- [Parts of the exercise]
**1.** In the passage on COVID-19 transmission, rewrite the part that opens with the words containing "In addition, community" and closes with "including publicly accessible.", replacing "community settings" with "public settings".
**2.** Summarize the passage on COVID-19 transmission in two sentences.
**3.** According to the passage on COVID-19 transmission, by what means is the COVID-19 virus mainly transmitted?

- [Passage shown]

*****

Coronavirus disease 2019 (COVID-19) is a respiratory infection caused by SARS-CoV-2 (COVID-19 virus). The COVID-19 virus is transmitted mainly through close physical contact and respiratory droplets, while airborne transmission is possible during aerosol-generating medical procedures.
Transmission of the COVID-19 virus had not been conclusively linked to contaminated environmental surfaces in available studies. However, as per the WHO guidance document, it is informed by evidence of surface contamination in health-care settings and past experiences with surface contamination that was linked to subsequent infection transmission in other coronaviruses.
Therefore, our aim is to reduce any role that fomites might play in the transmission of COVID-19 in health-care and non-healthcare settings.
Transmission of the COVID-19 virus has been linked to close contact between individuals within closed settings, such as households, health facilities, assisted living, and residential institution environments.
In addition, community settings outside of health-care settings have been found vulnerable to COVID-19 transmission events including publicly accessible.

*****

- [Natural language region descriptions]
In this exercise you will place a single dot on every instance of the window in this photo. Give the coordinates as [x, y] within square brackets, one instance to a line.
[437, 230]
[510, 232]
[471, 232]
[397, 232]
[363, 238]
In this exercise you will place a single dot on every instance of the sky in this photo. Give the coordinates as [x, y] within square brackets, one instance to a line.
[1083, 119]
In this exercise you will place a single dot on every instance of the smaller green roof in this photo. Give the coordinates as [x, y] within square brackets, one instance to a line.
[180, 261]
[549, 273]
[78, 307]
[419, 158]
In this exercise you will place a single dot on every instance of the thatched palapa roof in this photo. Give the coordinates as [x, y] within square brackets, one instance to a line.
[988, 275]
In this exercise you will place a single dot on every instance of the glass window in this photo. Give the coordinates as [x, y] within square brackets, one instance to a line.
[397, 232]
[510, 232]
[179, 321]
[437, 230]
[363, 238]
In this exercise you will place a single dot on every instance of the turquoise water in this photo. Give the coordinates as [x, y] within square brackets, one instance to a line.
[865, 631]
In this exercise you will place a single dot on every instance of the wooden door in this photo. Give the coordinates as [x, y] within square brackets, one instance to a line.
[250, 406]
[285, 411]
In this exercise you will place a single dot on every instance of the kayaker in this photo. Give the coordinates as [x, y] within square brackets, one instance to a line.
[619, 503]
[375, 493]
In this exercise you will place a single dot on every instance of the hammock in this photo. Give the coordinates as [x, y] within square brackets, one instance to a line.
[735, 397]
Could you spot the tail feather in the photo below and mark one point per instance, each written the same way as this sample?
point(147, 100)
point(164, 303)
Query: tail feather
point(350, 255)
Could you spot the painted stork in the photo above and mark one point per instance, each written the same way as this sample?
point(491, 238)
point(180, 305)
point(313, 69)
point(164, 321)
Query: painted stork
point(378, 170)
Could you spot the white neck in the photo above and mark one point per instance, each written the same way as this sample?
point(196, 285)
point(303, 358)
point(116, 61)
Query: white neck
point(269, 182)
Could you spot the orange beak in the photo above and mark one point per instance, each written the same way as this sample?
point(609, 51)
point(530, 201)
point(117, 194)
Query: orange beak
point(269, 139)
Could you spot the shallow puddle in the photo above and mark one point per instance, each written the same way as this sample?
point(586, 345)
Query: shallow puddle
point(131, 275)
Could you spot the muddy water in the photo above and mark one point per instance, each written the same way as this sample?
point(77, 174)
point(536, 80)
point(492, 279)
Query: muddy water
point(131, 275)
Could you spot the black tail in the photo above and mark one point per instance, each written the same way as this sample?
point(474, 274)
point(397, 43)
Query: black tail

*****

- [Answer set]
**1.**
In addition, public settings outside of health-care settings have been found vulnerable to COVID-19 transmission events including publicly accessible.

**2.** COVID-19 is a respiratory infection caused by SARS-CoV-2, which spreads mainly through close physical contact and respiratory droplets, and it may spread through the air during aerosol-generating medical procedures. Although available studies had not conclusively linked transmission to contaminated surfaces, the aim is to reduce any role fomites might play, and transmission has been linked to close contact in closed settings such as households and health facilities.

**3.** Through close physical contact and respiratory droplets.